**Document extract:**
-- begin --

Single by Sakis Rouvas

from the album Kati Apo Mena
- B-side: "Ipirhes Panda",; "Poso Thelo Na 'Xeres"; "Tha Mou Pari Kairo";
- Released: May 1998
- Recorded: 1998 Studio Sierra
- Genre: Dance-pop
- Length: 4:20
- Label: Minos EMI
- Songwriter: Vangelis Konstantinidis
- Producer: Vangelis Yannopoulos

Sakis Rouvas singles chronology
| "Par'ta" (1991) | "Theleis I Den Theleis" "Θέλεις Ή Δεν Θέλεις" (1998) | "Disco Girl" (2002) |

= Theleis I Den Theleis =

"Theleis I Den Theleis" (Greek: "Θέλεις Ή Δεν Θέλεις"; English: "Do You Want to or Not") is a song released by Greek singer Sakis Rouvas in May 1998 by Minos EMI, written by composer Giorgos Theofanous with lyrics by Vangelis Konstantinidis, and produced by Vangelis Yannopoulos. It was released in Greece and Cyprus as a four track CD single. MAD TV ranked it as the best song of 1998.

==Background==

===Production history===
As of late 1997, Rouvas had signed a new contract with Greek record-label giant Minos EMI in favour of his former PolyGram Records. Following the concert for the Greco-Turkish peace and reconciliation that Rouvas gave on the Green Line in Cyprus with the Turkish artist Burak Kut, there was much controversy surrounding Rouvas. The concert had an ill-fated date of May 19, 1997, which coincided with a day of remembrance for the genocide of Pontian people by "Young Turks" army. Although many attended the concert and it was a commercial success, and Rouvas was honored with the International Abdi Ipekçi Prize for his co-operation and effort, fighting broke out into the audience leaving many youth wounded. Opposing critics believed that this would be the end of Rouvas' career and the phenomenon of his fans. Rouvas and manager Elias Psinakis left Greece for the United States for many months at a time, meanwhile in Greece he was slowly disappearing from the front-pages, as the withdrawal helped the criticisms fade.

-- end --

**What to do:**
(a) Which broadcaster, according to the song article, ranked "Theleis I Den Theleis" as the best song of 1998?
(b) Please duplicate everything in the song article from "Sakis Rouvas singles" down to "song of 1998.".
(c) Name every B-side track given in the song article.

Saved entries
-- begin --

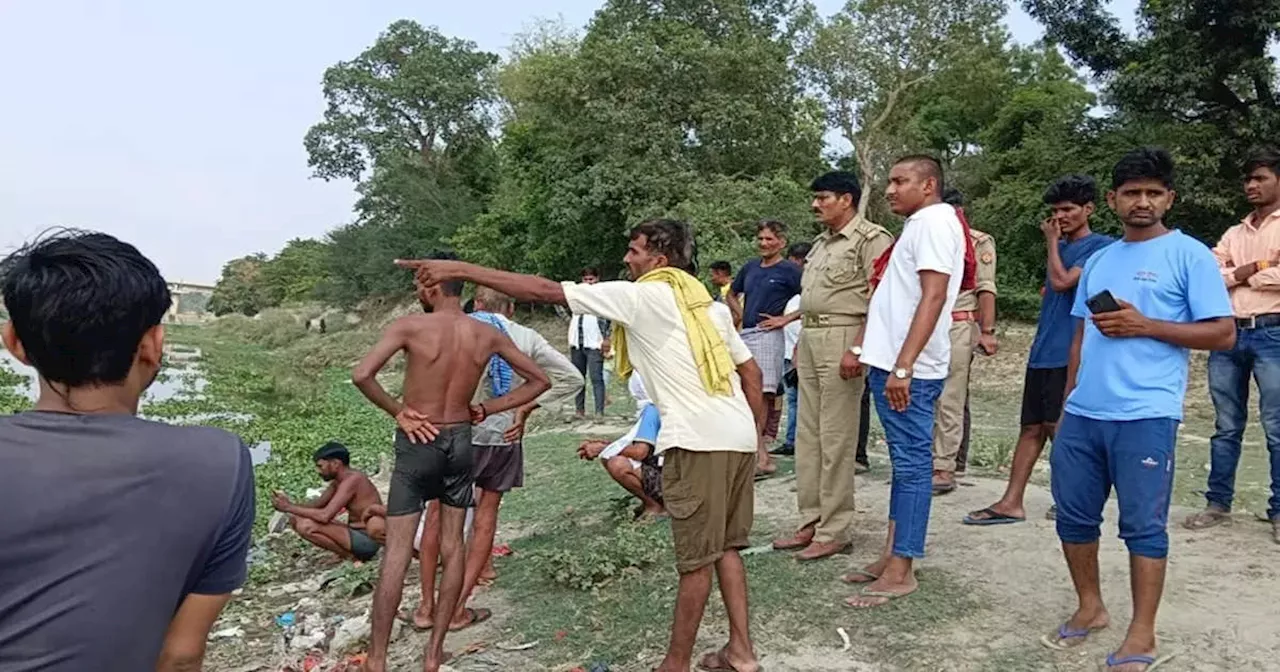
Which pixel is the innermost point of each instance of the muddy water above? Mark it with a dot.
(179, 378)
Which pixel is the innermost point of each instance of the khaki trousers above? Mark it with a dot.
(949, 410)
(827, 432)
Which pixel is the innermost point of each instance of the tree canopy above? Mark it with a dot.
(721, 113)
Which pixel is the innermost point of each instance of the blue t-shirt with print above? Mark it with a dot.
(1171, 278)
(767, 288)
(649, 425)
(1052, 343)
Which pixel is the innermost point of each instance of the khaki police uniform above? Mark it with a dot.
(949, 410)
(833, 298)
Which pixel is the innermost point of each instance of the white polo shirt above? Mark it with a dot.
(658, 347)
(932, 240)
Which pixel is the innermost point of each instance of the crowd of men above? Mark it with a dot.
(853, 318)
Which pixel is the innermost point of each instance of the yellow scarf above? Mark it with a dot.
(711, 353)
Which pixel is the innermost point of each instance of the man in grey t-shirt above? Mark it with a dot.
(128, 535)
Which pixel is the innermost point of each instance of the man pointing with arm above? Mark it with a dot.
(708, 392)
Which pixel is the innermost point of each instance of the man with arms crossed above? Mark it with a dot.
(768, 283)
(1248, 254)
(446, 355)
(906, 350)
(132, 534)
(348, 490)
(1142, 304)
(836, 292)
(708, 392)
(1069, 243)
(499, 453)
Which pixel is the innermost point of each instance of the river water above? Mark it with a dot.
(181, 376)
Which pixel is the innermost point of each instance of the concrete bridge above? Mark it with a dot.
(190, 301)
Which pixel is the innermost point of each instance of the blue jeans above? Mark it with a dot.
(1133, 456)
(792, 403)
(910, 449)
(1257, 352)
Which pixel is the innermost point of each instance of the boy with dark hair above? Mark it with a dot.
(722, 277)
(447, 352)
(348, 490)
(1142, 305)
(767, 283)
(1248, 255)
(149, 519)
(1069, 243)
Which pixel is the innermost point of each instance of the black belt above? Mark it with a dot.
(1258, 321)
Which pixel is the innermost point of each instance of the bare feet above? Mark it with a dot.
(728, 661)
(1077, 630)
(882, 592)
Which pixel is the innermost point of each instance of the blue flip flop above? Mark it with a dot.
(993, 517)
(1150, 661)
(1066, 632)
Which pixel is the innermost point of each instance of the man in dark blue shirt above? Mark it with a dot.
(1069, 243)
(132, 534)
(767, 283)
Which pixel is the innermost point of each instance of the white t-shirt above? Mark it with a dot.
(791, 332)
(932, 240)
(658, 346)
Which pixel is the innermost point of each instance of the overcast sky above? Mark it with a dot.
(178, 126)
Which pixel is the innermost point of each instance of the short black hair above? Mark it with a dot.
(839, 182)
(449, 288)
(773, 225)
(333, 451)
(929, 164)
(671, 238)
(1144, 163)
(81, 302)
(952, 196)
(1266, 158)
(1079, 190)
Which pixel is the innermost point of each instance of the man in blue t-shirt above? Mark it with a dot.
(1069, 243)
(1142, 305)
(768, 283)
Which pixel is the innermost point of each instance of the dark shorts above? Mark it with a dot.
(1042, 396)
(362, 545)
(437, 470)
(1136, 457)
(711, 497)
(499, 469)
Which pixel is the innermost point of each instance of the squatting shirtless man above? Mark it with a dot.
(446, 355)
(348, 489)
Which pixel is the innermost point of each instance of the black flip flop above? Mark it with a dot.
(993, 517)
(474, 618)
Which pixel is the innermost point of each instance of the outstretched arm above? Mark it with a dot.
(535, 380)
(513, 284)
(365, 376)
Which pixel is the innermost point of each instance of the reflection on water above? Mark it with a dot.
(179, 376)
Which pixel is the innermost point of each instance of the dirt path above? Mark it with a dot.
(1219, 612)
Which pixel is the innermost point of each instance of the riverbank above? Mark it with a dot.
(585, 585)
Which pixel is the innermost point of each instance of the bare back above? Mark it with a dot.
(446, 356)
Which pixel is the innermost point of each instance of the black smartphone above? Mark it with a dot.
(1102, 302)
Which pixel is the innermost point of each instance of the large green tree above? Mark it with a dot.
(653, 105)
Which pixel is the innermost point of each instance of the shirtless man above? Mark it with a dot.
(348, 489)
(446, 355)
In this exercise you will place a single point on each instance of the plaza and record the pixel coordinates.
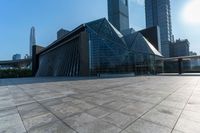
(143, 104)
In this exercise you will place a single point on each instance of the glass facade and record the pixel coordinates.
(111, 52)
(158, 13)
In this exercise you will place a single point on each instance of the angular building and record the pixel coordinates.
(118, 14)
(158, 13)
(97, 48)
(32, 40)
(180, 48)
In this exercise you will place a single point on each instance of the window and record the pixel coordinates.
(125, 2)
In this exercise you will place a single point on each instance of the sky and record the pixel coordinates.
(48, 16)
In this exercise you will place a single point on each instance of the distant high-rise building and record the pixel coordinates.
(16, 57)
(158, 13)
(118, 14)
(180, 48)
(61, 33)
(32, 40)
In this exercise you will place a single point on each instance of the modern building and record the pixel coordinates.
(96, 48)
(118, 14)
(180, 48)
(192, 53)
(62, 32)
(152, 34)
(16, 57)
(32, 40)
(158, 13)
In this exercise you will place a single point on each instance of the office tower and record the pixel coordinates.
(16, 57)
(118, 14)
(32, 40)
(180, 48)
(158, 13)
(61, 33)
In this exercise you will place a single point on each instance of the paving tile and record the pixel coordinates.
(100, 105)
(142, 126)
(176, 131)
(163, 115)
(187, 126)
(97, 126)
(54, 127)
(189, 115)
(79, 120)
(99, 112)
(8, 111)
(64, 110)
(11, 124)
(37, 121)
(116, 105)
(118, 119)
(137, 108)
(31, 110)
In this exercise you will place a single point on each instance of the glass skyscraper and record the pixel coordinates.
(32, 40)
(118, 14)
(158, 13)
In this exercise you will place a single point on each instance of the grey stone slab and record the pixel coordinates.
(193, 116)
(98, 126)
(116, 105)
(99, 112)
(163, 116)
(37, 121)
(137, 108)
(8, 111)
(64, 110)
(176, 131)
(142, 126)
(187, 126)
(108, 104)
(31, 110)
(54, 127)
(11, 124)
(120, 120)
(79, 120)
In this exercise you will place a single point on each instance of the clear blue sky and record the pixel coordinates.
(17, 17)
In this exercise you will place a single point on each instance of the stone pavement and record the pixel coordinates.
(146, 104)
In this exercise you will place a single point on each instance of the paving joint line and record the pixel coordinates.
(151, 109)
(49, 111)
(185, 106)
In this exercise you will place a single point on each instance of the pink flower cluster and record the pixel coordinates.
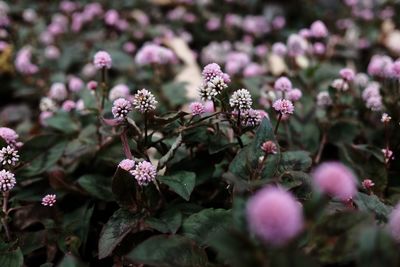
(336, 180)
(152, 53)
(274, 215)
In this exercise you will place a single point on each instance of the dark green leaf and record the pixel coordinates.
(118, 226)
(169, 251)
(203, 225)
(181, 182)
(97, 185)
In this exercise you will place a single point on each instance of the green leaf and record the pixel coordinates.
(246, 161)
(11, 257)
(170, 154)
(376, 248)
(63, 122)
(169, 251)
(371, 203)
(203, 225)
(181, 182)
(295, 161)
(168, 222)
(45, 160)
(344, 131)
(118, 226)
(97, 185)
(235, 249)
(71, 261)
(124, 188)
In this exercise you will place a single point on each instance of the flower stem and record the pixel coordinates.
(125, 145)
(5, 218)
(277, 123)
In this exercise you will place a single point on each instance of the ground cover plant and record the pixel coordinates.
(181, 133)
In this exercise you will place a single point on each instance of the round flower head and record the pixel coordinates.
(144, 101)
(279, 49)
(47, 104)
(118, 91)
(283, 84)
(368, 184)
(274, 215)
(144, 173)
(92, 85)
(8, 135)
(374, 103)
(121, 108)
(336, 180)
(49, 200)
(127, 164)
(241, 100)
(58, 92)
(211, 71)
(318, 29)
(102, 60)
(68, 105)
(196, 108)
(75, 84)
(283, 106)
(269, 147)
(251, 118)
(296, 45)
(388, 154)
(347, 74)
(7, 181)
(324, 99)
(385, 118)
(294, 94)
(340, 85)
(9, 156)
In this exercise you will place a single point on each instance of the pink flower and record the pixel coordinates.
(23, 62)
(92, 85)
(279, 49)
(274, 215)
(368, 184)
(9, 135)
(319, 48)
(294, 94)
(296, 45)
(102, 59)
(68, 105)
(121, 108)
(212, 71)
(49, 200)
(44, 115)
(75, 84)
(347, 74)
(152, 53)
(318, 29)
(127, 164)
(283, 106)
(58, 91)
(269, 147)
(197, 108)
(209, 106)
(283, 84)
(7, 181)
(118, 91)
(336, 180)
(394, 223)
(388, 154)
(144, 173)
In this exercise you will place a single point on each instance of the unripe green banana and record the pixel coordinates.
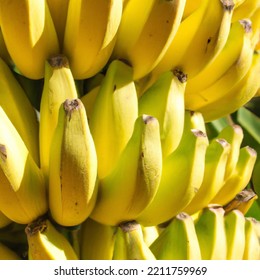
(73, 171)
(178, 241)
(133, 183)
(23, 190)
(165, 101)
(58, 86)
(45, 242)
(113, 115)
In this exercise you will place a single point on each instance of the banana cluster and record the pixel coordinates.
(104, 148)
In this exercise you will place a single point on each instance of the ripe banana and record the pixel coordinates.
(143, 38)
(178, 241)
(23, 191)
(29, 35)
(73, 171)
(133, 183)
(90, 34)
(210, 229)
(45, 242)
(114, 113)
(215, 163)
(58, 86)
(165, 101)
(235, 234)
(181, 178)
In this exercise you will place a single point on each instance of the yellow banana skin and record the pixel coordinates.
(97, 241)
(45, 242)
(73, 171)
(178, 241)
(114, 113)
(90, 34)
(21, 113)
(29, 35)
(210, 229)
(235, 234)
(23, 190)
(215, 164)
(58, 86)
(165, 101)
(182, 176)
(134, 181)
(143, 41)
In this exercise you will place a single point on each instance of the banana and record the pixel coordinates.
(239, 178)
(165, 101)
(199, 38)
(96, 241)
(215, 163)
(58, 86)
(135, 246)
(45, 242)
(143, 38)
(231, 100)
(72, 171)
(90, 34)
(222, 62)
(113, 115)
(252, 244)
(23, 189)
(210, 229)
(59, 10)
(182, 176)
(8, 254)
(178, 241)
(29, 34)
(20, 111)
(235, 234)
(133, 183)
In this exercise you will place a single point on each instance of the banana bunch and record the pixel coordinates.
(105, 148)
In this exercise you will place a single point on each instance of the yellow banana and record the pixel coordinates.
(239, 178)
(73, 171)
(29, 35)
(20, 111)
(58, 86)
(215, 164)
(165, 101)
(23, 190)
(210, 229)
(143, 38)
(182, 176)
(133, 183)
(96, 241)
(113, 115)
(235, 234)
(45, 242)
(90, 34)
(178, 241)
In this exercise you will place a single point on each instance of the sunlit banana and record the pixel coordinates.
(90, 34)
(29, 35)
(113, 115)
(45, 242)
(143, 38)
(96, 241)
(23, 190)
(133, 183)
(210, 229)
(235, 234)
(73, 171)
(165, 101)
(58, 86)
(215, 164)
(178, 241)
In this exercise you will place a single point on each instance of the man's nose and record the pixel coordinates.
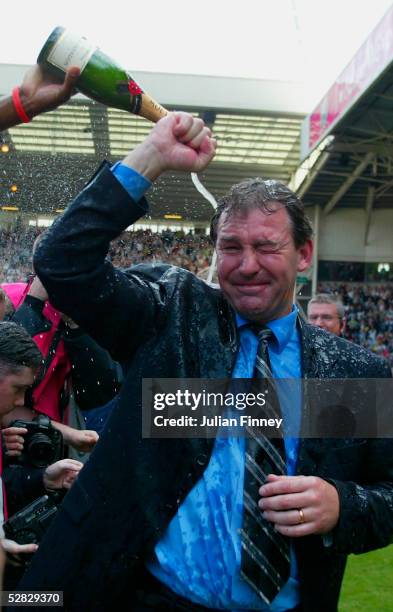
(249, 263)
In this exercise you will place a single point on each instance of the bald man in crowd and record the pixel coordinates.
(327, 311)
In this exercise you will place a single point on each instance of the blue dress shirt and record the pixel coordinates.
(199, 556)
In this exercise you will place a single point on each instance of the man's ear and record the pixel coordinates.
(305, 253)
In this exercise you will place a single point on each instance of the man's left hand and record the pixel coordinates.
(61, 475)
(299, 505)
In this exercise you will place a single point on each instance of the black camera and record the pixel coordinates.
(43, 444)
(29, 524)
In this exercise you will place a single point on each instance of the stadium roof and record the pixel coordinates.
(51, 158)
(350, 133)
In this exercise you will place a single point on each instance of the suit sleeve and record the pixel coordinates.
(118, 309)
(366, 508)
(96, 377)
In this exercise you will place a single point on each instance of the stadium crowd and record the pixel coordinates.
(368, 314)
(368, 307)
(190, 251)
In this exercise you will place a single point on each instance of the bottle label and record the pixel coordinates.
(71, 50)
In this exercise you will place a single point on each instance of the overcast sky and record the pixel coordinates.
(309, 41)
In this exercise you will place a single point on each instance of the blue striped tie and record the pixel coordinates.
(265, 553)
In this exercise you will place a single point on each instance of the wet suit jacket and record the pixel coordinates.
(169, 324)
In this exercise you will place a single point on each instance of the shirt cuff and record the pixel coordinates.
(134, 183)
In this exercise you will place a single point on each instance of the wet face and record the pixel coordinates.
(257, 262)
(13, 387)
(325, 316)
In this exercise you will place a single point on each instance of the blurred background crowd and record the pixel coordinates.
(368, 307)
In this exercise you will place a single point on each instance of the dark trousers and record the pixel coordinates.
(154, 595)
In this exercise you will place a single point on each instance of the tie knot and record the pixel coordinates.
(263, 333)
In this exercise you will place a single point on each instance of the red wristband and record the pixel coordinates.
(19, 106)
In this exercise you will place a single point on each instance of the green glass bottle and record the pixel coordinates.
(101, 78)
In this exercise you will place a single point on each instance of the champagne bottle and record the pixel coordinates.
(101, 78)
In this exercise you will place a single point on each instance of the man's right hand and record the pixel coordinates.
(177, 142)
(41, 92)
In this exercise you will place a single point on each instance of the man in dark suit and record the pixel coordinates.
(161, 524)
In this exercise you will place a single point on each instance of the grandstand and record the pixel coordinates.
(338, 158)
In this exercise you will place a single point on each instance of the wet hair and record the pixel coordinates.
(257, 193)
(326, 298)
(17, 349)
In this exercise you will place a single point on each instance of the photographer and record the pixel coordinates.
(71, 360)
(20, 361)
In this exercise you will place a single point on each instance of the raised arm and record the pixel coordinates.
(71, 259)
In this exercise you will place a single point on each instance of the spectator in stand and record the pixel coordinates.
(327, 312)
(368, 315)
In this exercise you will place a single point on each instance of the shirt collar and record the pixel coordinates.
(282, 328)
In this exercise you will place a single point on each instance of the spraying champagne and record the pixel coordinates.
(101, 78)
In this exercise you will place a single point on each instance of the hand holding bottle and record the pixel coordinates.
(40, 92)
(178, 142)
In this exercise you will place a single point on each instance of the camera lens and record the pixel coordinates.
(40, 450)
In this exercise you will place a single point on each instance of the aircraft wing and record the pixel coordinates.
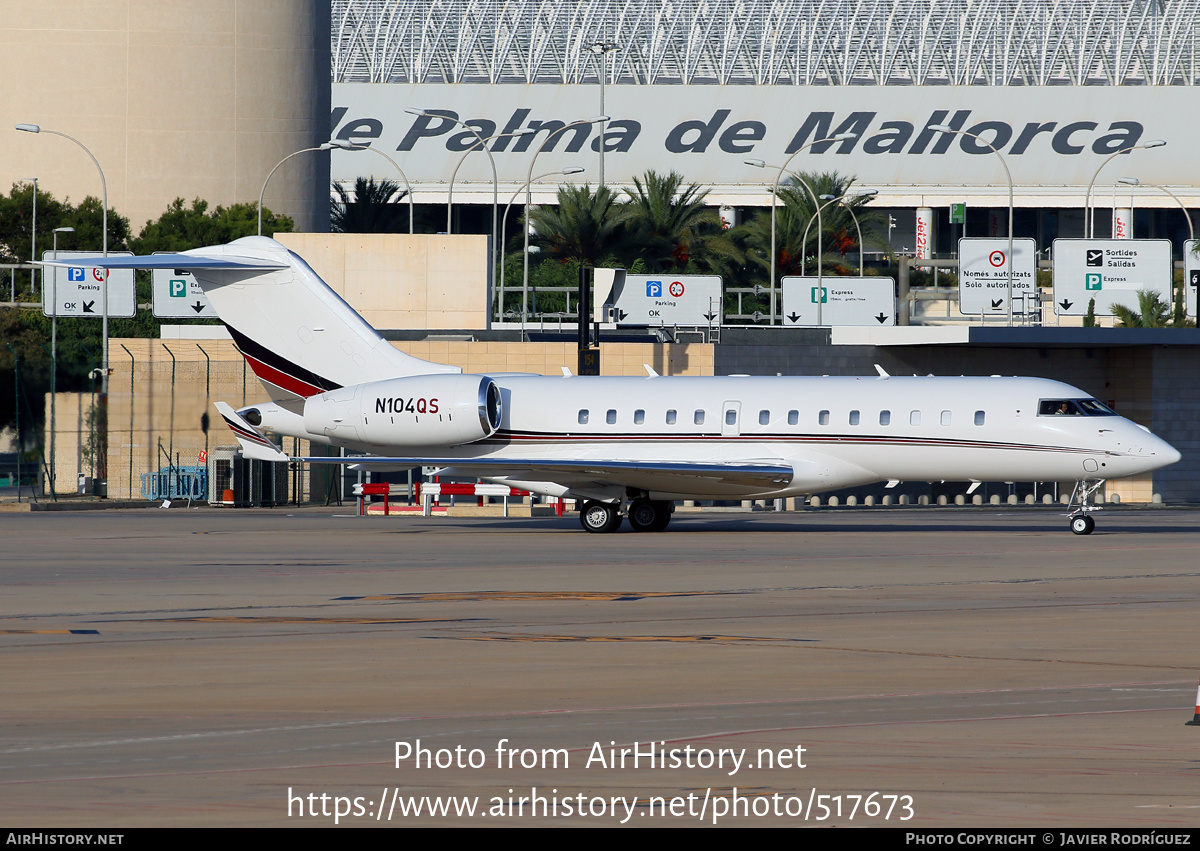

-- end --

**Answers given:**
(a) MAD TV

(b)
Sakis Rouvas singles chronology
| "Par'ta" (1991) | "Theleis I Den Theleis" "Θέλεις Ή Δεν Θέλεις" (1998) | "Disco Girl" (2002) |

= Theleis I Den Theleis =

"Theleis I Den Theleis" (Greek: "Θέλεις Ή Δεν Θέλεις"; English: "Do You Want to or Not") is a song released by Greek singer Sakis Rouvas in May 1998 by Minos EMI, written by composer Giorgos Theofanous with lyrics by Vangelis Konstantinidis, and produced by Vangelis Yannopoulos. It was released in Greece and Cyprus as a four track CD single. MAD TV ranked it as the best song of 1998.

(c) "Ipirhes Panda", "Poso Thelo Na 'Xeres", "Tha Mou Pari Kairo"